(Stored entries)
= Beginning of Section =

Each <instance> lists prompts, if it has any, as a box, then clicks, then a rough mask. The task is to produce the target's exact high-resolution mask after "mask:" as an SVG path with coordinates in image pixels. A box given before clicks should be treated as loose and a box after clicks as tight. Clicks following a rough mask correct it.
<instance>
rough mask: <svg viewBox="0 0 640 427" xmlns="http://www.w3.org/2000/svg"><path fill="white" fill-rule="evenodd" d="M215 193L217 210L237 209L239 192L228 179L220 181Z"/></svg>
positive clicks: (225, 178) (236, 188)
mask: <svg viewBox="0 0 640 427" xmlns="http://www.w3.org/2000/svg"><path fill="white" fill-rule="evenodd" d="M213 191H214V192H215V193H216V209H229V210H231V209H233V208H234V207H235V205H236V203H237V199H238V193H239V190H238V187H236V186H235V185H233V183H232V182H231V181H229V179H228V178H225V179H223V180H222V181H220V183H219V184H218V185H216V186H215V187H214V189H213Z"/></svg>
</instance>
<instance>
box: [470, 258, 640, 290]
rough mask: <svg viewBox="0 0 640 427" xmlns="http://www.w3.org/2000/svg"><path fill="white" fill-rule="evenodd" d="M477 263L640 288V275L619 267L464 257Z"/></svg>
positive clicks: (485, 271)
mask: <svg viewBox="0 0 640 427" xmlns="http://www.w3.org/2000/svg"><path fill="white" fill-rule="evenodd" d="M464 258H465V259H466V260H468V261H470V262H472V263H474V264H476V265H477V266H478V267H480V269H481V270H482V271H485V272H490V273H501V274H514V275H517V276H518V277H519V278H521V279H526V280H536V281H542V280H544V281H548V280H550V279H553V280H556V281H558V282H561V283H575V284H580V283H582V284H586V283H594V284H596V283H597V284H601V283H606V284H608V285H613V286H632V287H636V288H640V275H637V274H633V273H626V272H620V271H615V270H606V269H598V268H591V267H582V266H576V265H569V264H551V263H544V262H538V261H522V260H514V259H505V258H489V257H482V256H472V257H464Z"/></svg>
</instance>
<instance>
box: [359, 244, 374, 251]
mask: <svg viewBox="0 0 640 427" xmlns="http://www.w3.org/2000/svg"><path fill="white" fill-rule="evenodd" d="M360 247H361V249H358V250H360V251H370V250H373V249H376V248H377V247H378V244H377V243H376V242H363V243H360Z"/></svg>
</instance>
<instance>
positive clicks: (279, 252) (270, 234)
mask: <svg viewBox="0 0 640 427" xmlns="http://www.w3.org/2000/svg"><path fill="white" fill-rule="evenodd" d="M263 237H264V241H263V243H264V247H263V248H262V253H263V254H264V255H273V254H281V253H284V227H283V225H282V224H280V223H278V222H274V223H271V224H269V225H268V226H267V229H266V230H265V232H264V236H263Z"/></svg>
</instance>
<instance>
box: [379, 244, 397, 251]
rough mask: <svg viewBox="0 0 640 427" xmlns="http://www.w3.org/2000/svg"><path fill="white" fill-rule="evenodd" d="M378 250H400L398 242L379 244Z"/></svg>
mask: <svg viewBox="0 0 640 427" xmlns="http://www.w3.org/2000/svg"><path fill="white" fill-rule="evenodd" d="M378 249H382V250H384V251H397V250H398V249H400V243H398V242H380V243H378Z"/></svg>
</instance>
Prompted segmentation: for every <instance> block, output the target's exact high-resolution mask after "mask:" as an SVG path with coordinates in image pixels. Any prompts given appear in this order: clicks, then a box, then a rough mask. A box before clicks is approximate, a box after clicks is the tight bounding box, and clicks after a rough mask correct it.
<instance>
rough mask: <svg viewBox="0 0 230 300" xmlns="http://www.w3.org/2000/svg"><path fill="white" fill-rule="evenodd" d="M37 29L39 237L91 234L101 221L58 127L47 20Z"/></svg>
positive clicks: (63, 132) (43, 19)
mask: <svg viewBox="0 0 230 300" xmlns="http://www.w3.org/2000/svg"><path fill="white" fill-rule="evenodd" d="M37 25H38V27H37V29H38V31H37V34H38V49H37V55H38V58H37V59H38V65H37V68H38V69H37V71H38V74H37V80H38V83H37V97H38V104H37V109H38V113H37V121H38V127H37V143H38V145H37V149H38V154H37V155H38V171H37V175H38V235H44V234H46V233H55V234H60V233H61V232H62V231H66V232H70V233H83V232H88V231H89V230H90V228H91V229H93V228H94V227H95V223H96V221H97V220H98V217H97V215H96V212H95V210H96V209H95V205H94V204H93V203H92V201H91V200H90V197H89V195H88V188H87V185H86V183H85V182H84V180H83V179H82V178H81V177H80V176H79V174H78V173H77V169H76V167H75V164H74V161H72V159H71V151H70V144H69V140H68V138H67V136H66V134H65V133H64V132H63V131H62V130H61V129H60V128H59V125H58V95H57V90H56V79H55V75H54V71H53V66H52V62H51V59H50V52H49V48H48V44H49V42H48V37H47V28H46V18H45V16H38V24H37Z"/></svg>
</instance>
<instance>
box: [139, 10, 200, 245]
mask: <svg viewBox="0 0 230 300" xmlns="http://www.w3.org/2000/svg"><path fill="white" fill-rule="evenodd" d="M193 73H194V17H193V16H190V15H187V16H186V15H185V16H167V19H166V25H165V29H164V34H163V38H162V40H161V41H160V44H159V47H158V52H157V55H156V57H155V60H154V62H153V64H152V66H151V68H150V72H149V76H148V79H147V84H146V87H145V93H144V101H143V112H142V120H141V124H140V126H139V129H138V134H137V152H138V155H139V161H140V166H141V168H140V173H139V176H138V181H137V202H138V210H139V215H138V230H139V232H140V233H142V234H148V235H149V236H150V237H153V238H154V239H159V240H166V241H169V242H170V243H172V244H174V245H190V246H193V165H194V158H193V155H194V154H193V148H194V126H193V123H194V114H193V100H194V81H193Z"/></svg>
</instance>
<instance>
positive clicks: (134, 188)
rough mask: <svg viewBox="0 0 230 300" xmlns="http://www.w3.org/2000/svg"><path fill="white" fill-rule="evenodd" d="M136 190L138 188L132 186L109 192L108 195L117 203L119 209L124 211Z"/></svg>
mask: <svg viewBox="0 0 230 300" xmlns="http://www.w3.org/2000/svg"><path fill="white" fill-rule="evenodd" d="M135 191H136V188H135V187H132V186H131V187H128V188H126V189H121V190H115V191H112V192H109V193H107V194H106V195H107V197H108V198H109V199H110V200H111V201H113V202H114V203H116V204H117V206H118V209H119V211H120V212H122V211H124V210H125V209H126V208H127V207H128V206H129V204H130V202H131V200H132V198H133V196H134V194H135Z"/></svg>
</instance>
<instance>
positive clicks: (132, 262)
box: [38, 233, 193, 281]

= End of Section =

• **Action item**
Copy each of the items above line by line, changing nothing.

• **Answer section**
Each <instance> lists prompts, if it has any, as a box, then clicks, then a rough mask. The task is to produce the target's exact high-resolution mask after "mask:" as an SVG path with coordinates in image pixels. A box given before clicks should be treated as loose and a box after clicks as tight. Clicks following a rough mask correct it.
<instance>
rough mask: <svg viewBox="0 0 640 427" xmlns="http://www.w3.org/2000/svg"><path fill="white" fill-rule="evenodd" d="M215 193L217 210L237 209L239 192L228 179L220 181Z"/></svg>
positive clicks: (225, 178) (236, 188)
mask: <svg viewBox="0 0 640 427" xmlns="http://www.w3.org/2000/svg"><path fill="white" fill-rule="evenodd" d="M213 191H214V192H215V193H216V209H229V210H231V209H233V208H234V207H235V205H236V203H237V199H238V193H239V190H238V187H236V186H235V185H233V183H232V182H231V181H229V179H228V178H225V179H223V180H222V181H220V183H219V184H218V185H216V186H215V187H214V189H213Z"/></svg>
</instance>
<instance>
box: [470, 258, 640, 290]
rough mask: <svg viewBox="0 0 640 427" xmlns="http://www.w3.org/2000/svg"><path fill="white" fill-rule="evenodd" d="M477 263L640 288V275L619 267L464 257Z"/></svg>
positive clicks: (485, 271)
mask: <svg viewBox="0 0 640 427" xmlns="http://www.w3.org/2000/svg"><path fill="white" fill-rule="evenodd" d="M464 258H465V259H466V260H468V261H470V262H472V263H474V264H476V265H477V266H478V267H480V269H481V270H482V271H485V272H490V273H501V274H514V275H517V276H518V277H519V278H521V279H526V280H536V281H542V280H544V281H548V280H550V279H553V280H556V281H558V282H561V283H575V284H580V283H582V284H586V283H594V284H596V283H597V284H601V283H606V284H608V285H613V286H632V287H636V288H640V275H637V274H633V273H626V272H620V271H615V270H606V269H598V268H591V267H582V266H576V265H569V264H551V263H544V262H538V261H522V260H514V259H505V258H489V257H482V256H472V257H464Z"/></svg>
</instance>
<instance>
box: [359, 244, 374, 251]
mask: <svg viewBox="0 0 640 427" xmlns="http://www.w3.org/2000/svg"><path fill="white" fill-rule="evenodd" d="M360 247H361V249H358V250H360V251H370V250H373V249H376V248H377V247H378V244H377V243H376V242H363V243H360Z"/></svg>
</instance>
<instance>
positive clicks: (279, 252) (270, 234)
mask: <svg viewBox="0 0 640 427" xmlns="http://www.w3.org/2000/svg"><path fill="white" fill-rule="evenodd" d="M263 237H264V241H263V243H264V247H263V248H262V253H263V254H264V255H273V254H281V253H284V227H283V225H282V224H280V223H278V222H274V223H271V224H269V225H268V226H267V229H266V230H265V232H264V236H263Z"/></svg>
</instance>
<instance>
box: [379, 244, 397, 251]
rough mask: <svg viewBox="0 0 640 427" xmlns="http://www.w3.org/2000/svg"><path fill="white" fill-rule="evenodd" d="M378 250H400L398 242L379 244Z"/></svg>
mask: <svg viewBox="0 0 640 427" xmlns="http://www.w3.org/2000/svg"><path fill="white" fill-rule="evenodd" d="M378 249H382V250H384V251H397V250H398V249H400V243H398V242H380V243H378Z"/></svg>
</instance>
Prompted segmentation: for every <instance> block, output the target's exact high-resolution mask after "mask:" as an SVG path with coordinates in image pixels. Any prompts given appear in this order: clicks, then a box, then a rough mask. A box before clicks is approximate, a box after clicks is the tight bounding box, and clicks after a rough mask correct it.
<instance>
rough mask: <svg viewBox="0 0 230 300" xmlns="http://www.w3.org/2000/svg"><path fill="white" fill-rule="evenodd" d="M37 29L39 237L91 234L101 221L58 127L47 20Z"/></svg>
positive clicks: (63, 132) (43, 19)
mask: <svg viewBox="0 0 230 300" xmlns="http://www.w3.org/2000/svg"><path fill="white" fill-rule="evenodd" d="M37 25H38V27H37V29H38V31H37V34H38V49H37V55H38V58H37V59H38V65H37V68H38V69H37V71H38V74H37V80H38V83H37V97H38V104H37V109H38V113H37V121H38V127H37V143H38V145H37V149H38V154H37V155H38V171H37V175H38V235H44V234H46V233H55V234H60V233H61V232H62V231H66V232H70V233H83V232H88V231H89V230H90V228H91V229H93V228H94V227H95V223H96V221H97V220H98V217H97V215H96V212H95V210H96V209H95V205H94V204H93V203H92V201H91V200H90V197H89V195H88V188H87V185H86V183H85V182H84V180H83V179H82V178H81V177H80V176H79V174H78V173H77V169H76V167H75V164H74V161H72V159H71V151H70V144H69V140H68V138H67V136H66V134H65V133H64V132H63V131H62V130H61V129H60V128H59V125H58V95H57V90H56V79H55V75H54V71H53V66H52V62H51V59H50V52H49V48H48V44H49V42H48V37H47V28H46V18H45V16H38V24H37Z"/></svg>
</instance>
<instance>
box: [139, 10, 200, 245]
mask: <svg viewBox="0 0 230 300" xmlns="http://www.w3.org/2000/svg"><path fill="white" fill-rule="evenodd" d="M193 73H194V17H193V16H190V15H187V16H186V15H185V16H167V19H166V25H165V29H164V34H163V38H162V40H161V41H160V44H159V47H158V52H157V55H156V57H155V60H154V62H153V64H152V66H151V68H150V72H149V76H148V79H147V84H146V87H145V93H144V101H143V112H142V120H141V124H140V126H139V129H138V134H137V152H138V155H139V161H140V166H141V168H140V173H139V176H138V181H137V202H138V210H139V215H138V230H139V232H140V233H142V234H148V235H149V236H150V237H153V238H154V239H159V240H166V241H169V242H170V243H172V244H174V245H190V246H193V165H194V158H193V155H194V154H193V148H194V126H193V123H194V114H193V100H194V81H193Z"/></svg>
</instance>
<instance>
positive clicks: (134, 188)
rough mask: <svg viewBox="0 0 230 300" xmlns="http://www.w3.org/2000/svg"><path fill="white" fill-rule="evenodd" d="M136 190L138 188L132 186L109 192L108 195L117 203L119 209L124 211Z"/></svg>
mask: <svg viewBox="0 0 230 300" xmlns="http://www.w3.org/2000/svg"><path fill="white" fill-rule="evenodd" d="M135 191H136V188H135V187H132V186H131V187H128V188H126V189H121V190H115V191H112V192H109V193H107V194H106V195H107V197H108V198H109V199H110V200H111V201H113V202H114V203H116V204H117V206H118V209H119V211H120V212H122V211H124V210H125V209H126V208H127V207H128V206H129V204H130V202H131V200H132V198H133V196H134V194H135Z"/></svg>
</instance>
<instance>
positive clicks: (132, 262)
box: [38, 233, 193, 281]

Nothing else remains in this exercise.